**Stated goal**
Return every record below exactly as written, omitting any pictures.

-*-

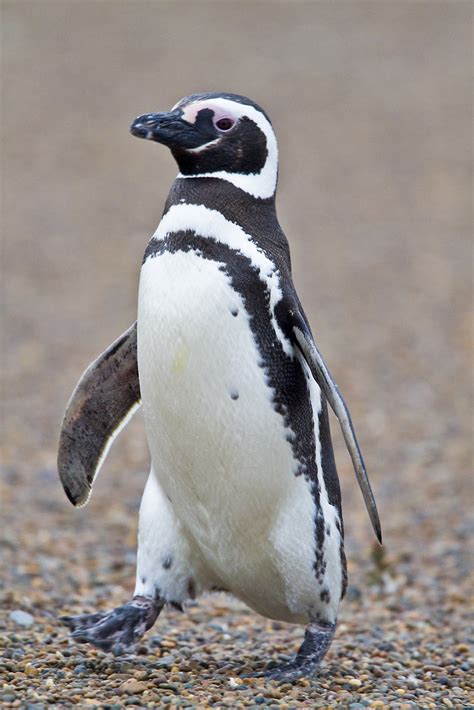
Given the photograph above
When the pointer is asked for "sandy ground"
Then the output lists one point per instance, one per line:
(371, 103)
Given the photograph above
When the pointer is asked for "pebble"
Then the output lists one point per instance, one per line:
(22, 618)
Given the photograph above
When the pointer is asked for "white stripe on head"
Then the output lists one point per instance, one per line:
(211, 224)
(261, 184)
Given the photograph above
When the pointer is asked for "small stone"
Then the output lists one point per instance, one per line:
(132, 686)
(22, 618)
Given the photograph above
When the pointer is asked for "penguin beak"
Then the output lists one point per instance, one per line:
(167, 128)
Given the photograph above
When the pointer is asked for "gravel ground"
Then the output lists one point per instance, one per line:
(371, 104)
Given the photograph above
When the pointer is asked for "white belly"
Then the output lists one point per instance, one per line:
(218, 446)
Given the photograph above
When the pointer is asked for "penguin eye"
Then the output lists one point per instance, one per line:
(225, 124)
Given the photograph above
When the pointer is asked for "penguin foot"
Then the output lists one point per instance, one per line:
(317, 639)
(118, 630)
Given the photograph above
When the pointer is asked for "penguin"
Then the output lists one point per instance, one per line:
(243, 493)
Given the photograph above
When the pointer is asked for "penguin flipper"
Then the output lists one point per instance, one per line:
(105, 398)
(326, 382)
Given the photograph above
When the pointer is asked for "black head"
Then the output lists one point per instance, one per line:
(217, 135)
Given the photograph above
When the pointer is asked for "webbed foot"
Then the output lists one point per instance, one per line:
(118, 630)
(317, 639)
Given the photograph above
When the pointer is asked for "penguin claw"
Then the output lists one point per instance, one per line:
(116, 631)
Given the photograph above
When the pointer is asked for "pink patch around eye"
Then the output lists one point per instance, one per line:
(190, 112)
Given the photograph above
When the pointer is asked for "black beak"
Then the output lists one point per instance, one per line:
(172, 130)
(160, 127)
(169, 129)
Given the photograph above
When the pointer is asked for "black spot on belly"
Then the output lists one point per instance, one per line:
(284, 375)
(192, 588)
(325, 596)
(167, 562)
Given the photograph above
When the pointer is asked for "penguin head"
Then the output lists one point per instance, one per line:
(217, 135)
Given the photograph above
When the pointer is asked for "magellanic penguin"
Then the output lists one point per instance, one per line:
(243, 493)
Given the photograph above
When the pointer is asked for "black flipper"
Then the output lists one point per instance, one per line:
(105, 398)
(323, 377)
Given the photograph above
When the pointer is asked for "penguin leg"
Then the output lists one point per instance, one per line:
(164, 575)
(117, 630)
(317, 639)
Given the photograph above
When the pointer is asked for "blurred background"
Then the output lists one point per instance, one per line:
(371, 103)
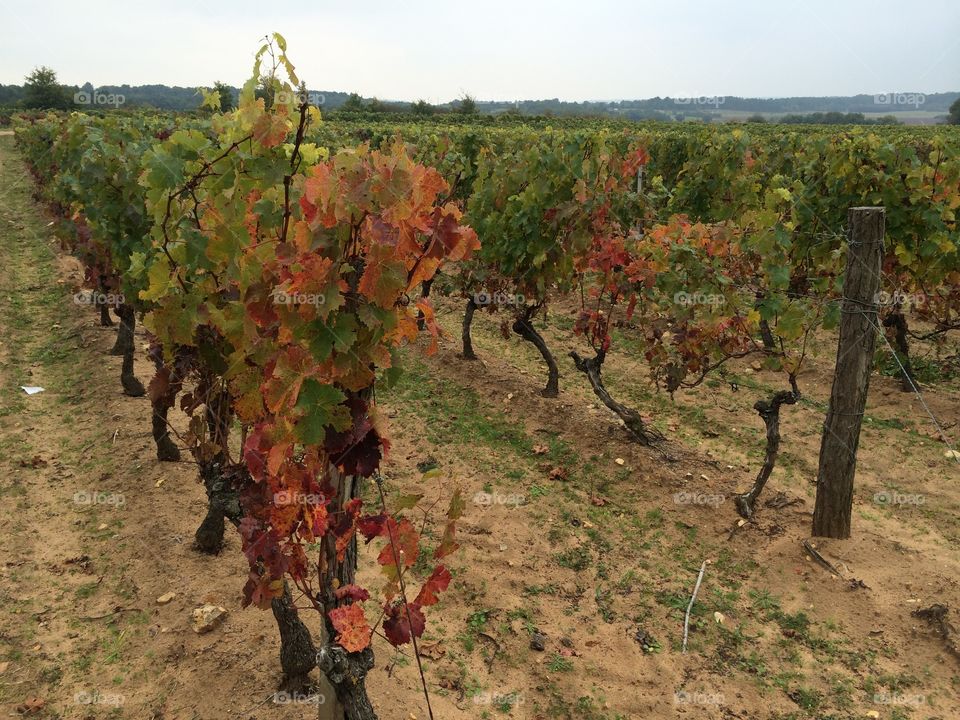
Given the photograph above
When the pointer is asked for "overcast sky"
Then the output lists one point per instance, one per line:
(501, 49)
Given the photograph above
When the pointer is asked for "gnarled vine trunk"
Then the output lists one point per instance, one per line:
(898, 322)
(105, 320)
(523, 326)
(221, 493)
(631, 418)
(163, 393)
(125, 344)
(468, 353)
(424, 293)
(769, 411)
(345, 671)
(298, 655)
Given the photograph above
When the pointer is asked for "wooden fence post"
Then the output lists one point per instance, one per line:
(848, 398)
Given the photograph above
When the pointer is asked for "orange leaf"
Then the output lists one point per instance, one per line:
(350, 622)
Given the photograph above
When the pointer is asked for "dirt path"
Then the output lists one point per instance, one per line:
(570, 531)
(95, 529)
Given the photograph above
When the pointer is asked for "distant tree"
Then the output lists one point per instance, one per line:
(41, 91)
(954, 117)
(467, 105)
(422, 107)
(226, 96)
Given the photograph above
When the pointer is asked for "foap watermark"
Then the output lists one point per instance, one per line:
(87, 497)
(715, 100)
(899, 699)
(495, 498)
(287, 497)
(909, 99)
(299, 97)
(483, 298)
(898, 298)
(698, 298)
(298, 698)
(892, 497)
(685, 697)
(503, 701)
(95, 697)
(285, 297)
(97, 298)
(685, 497)
(96, 97)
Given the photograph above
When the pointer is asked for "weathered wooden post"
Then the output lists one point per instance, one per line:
(848, 398)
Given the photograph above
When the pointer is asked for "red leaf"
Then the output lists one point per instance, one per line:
(398, 625)
(353, 632)
(436, 583)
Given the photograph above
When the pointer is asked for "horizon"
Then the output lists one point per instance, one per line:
(514, 52)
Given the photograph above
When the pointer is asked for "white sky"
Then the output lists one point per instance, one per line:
(500, 49)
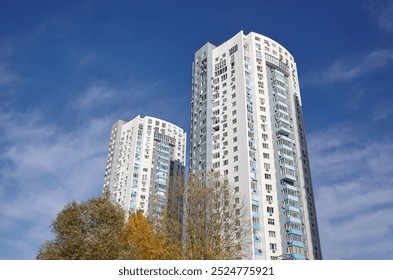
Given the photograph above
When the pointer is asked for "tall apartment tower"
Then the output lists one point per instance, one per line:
(247, 123)
(143, 154)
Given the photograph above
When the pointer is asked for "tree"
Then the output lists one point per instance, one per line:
(89, 230)
(147, 242)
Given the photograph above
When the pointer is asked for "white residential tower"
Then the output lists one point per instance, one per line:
(143, 154)
(247, 123)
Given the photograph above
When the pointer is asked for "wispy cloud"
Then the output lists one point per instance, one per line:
(352, 178)
(349, 68)
(42, 168)
(382, 12)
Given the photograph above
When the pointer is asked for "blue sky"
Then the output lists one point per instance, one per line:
(69, 69)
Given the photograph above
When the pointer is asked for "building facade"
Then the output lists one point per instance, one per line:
(247, 123)
(143, 155)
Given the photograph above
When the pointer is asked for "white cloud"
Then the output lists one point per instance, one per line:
(382, 12)
(42, 168)
(349, 68)
(352, 179)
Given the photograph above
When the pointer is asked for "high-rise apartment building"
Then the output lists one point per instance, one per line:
(247, 123)
(143, 154)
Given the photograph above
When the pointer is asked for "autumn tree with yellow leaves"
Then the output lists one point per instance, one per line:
(90, 230)
(204, 220)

-*-

**Worked answer**
Given the photograph above
When the pointer is asked for "sandy ground"
Then the output lists one point per instance, one per line:
(371, 103)
Given the photograph above
When the pointer is asked for "pebble"
Then the output lists one point per instance, one per line:
(22, 618)
Given the photograph above
When the pointer is asked for "white stripe on head"
Then the output lists one point per instance, one per line:
(211, 224)
(261, 184)
Given the photograph above
When the pointer is asked for "small stone"
Then the output lists one point per instance, one per line:
(132, 686)
(22, 618)
Given the photograph above
When the pointer is asked for "penguin beak"
Then the output lists one point per instance, one per line:
(167, 128)
Given the photograph above
When the pointer is asked for "gravel ground"
Then the output lists one point per instance, one per line:
(371, 104)
Given the photograph above
When the pointer is asked for "white belly"
Then the output lists one point per instance, one per line:
(218, 446)
Given the photograph above
When the pointer is asked for "penguin eye"
Then the output lists one point per instance, one per line:
(225, 124)
Given the photograph above
When the pointer is asked for "penguin foot"
Then the output lists one point per instance, one per line:
(317, 639)
(118, 630)
Given the photograph above
When the pointer is asked for "penguin"
Then the output lists one point per instance, one per line:
(243, 493)
Given the photograph above
When the pointer is asked for "penguin flipper"
Then the output lists one point per instance, one per line:
(105, 398)
(326, 382)
Given the photograph above
When the pointer is asked for "black head"
Then the output lists one point per instance, one per line:
(217, 135)
Given the photograph above
When the pointer is asked for "webbed foot"
Then the output lists one point per instance, one per line:
(118, 630)
(317, 639)
Given the photograph above
When the pointer is asked for "penguin claw"
Then the output lists one point per instance, one per line:
(116, 631)
Given the photograph above
When the pointer is asked for "pink patch around eye"
Then the output lists one point per instance, one per line:
(190, 112)
Given the photograph above
When the pointer is asked for "black beak"
Then the output lists one point per instance, one per line:
(172, 130)
(160, 127)
(169, 129)
Given the photograph above
When the pointer is asked for "black spot on belly"
Then the output lists one point per instance, one per line:
(284, 375)
(192, 588)
(325, 596)
(167, 562)
Given the photograph above
When the pointer is asked for "penguin head"
Then the output lists one point per instance, one per line:
(217, 135)
Given the photograph above
When the pointer is asked for "magellanic penguin"
Then the output lists one point per instance, one per line:
(243, 493)
Given the photograph above
When the pointer is asked for "black flipper"
Then the output lists one point per instance, one per line:
(105, 398)
(323, 377)
Given the photograph above
When the pointer is asked for "penguin leg"
Then the output lists one point per instance, one per line:
(164, 575)
(117, 630)
(317, 639)
Given the photograph above
When the pointer is asked for "blurred background"
Then the output lists one point per instance, one per line:
(371, 103)
Given the photograph above
When the pointer is asked for "overcast sky"
Then the output lists one point per instance, one per line:
(501, 49)
Given the photograph above
When the pointer is asked for "gnarled vine trunk"
Then the output lists one point per instance, one per line:
(898, 322)
(105, 320)
(523, 326)
(221, 493)
(631, 418)
(163, 393)
(125, 344)
(468, 353)
(424, 293)
(769, 411)
(345, 671)
(298, 655)
Given the photograph above
When the pointer is asked for "wooden fence post"
Then the output lists one point per instance, one per line:
(848, 398)
Given the photograph above
When the pointer is asked for "orange leaf"
Then the output lists one point per instance, one per line:
(350, 622)
Given the photograph above
When the pointer is asked for "dirt path"
Then the output lists one point per instance, one per line:
(570, 531)
(95, 529)
Given the photograph above
When the pointer is asked for "distant tree"
Then the output lists one point per instance, one per line:
(41, 91)
(954, 117)
(467, 105)
(422, 107)
(226, 96)
Given the photograph above
When the pointer is asked for "foap watermark"
Then the output lists one point per instance, one per line:
(87, 497)
(715, 100)
(899, 699)
(495, 498)
(287, 497)
(909, 99)
(299, 97)
(483, 298)
(898, 298)
(698, 298)
(298, 698)
(892, 497)
(685, 697)
(503, 701)
(95, 697)
(285, 297)
(97, 298)
(685, 497)
(96, 97)
Given the photograph above
When the pointer is asked for "weathered wooden post"
Then the output lists one point per instance, one per line:
(848, 398)
Given the photograph above
When the pointer is asked for "red leaf"
Then the output lists one point per instance, one per line:
(398, 625)
(353, 632)
(436, 583)
Given the photograph above
When the pointer is asked for "horizon"
Then the output lists one point per instance, one per line:
(514, 52)
Given the photograph above
When the pointer is asked for "white sky"
Then the output lists one point per instance, one per line:
(500, 49)
Given the photograph above
When the pointer is asked for "tall apartment tower"
Then the output lists one point per instance, one per line:
(247, 123)
(143, 154)
Given the photograph above
When the pointer is asked for "tree"
Then the output lists one point per instance, one per line:
(89, 230)
(147, 242)
Given the photograph above
When the pointer is asked for "white residential tower"
Then the output lists one point per instance, one per line:
(143, 154)
(247, 123)
Given the photograph above
When the pointer is asked for "wispy cloud"
Then the output lists one point per instance, one per line:
(352, 178)
(349, 68)
(42, 168)
(382, 12)
Given the photograph above
When the pointer is asked for "blue sky"
Then the output lists one point per instance, one per line:
(69, 69)
Given the photograph above
When the pointer is asked for "building facade"
Then the output lists one point per instance, one per line:
(247, 123)
(143, 155)
Given the photograph above
When the pointer is asked for "white cloud"
Then the output lists one point per instance, one per line:
(382, 12)
(42, 168)
(349, 68)
(352, 179)
Given the photograph above
When the pointer is asked for "high-rise apartment building"
Then the output lists one point per instance, one per line:
(247, 123)
(143, 154)
Given the photograph above
When the pointer is asked for "autumn tree with yellow leaves"
Then the output lists one point per instance, one per line:
(90, 230)
(204, 220)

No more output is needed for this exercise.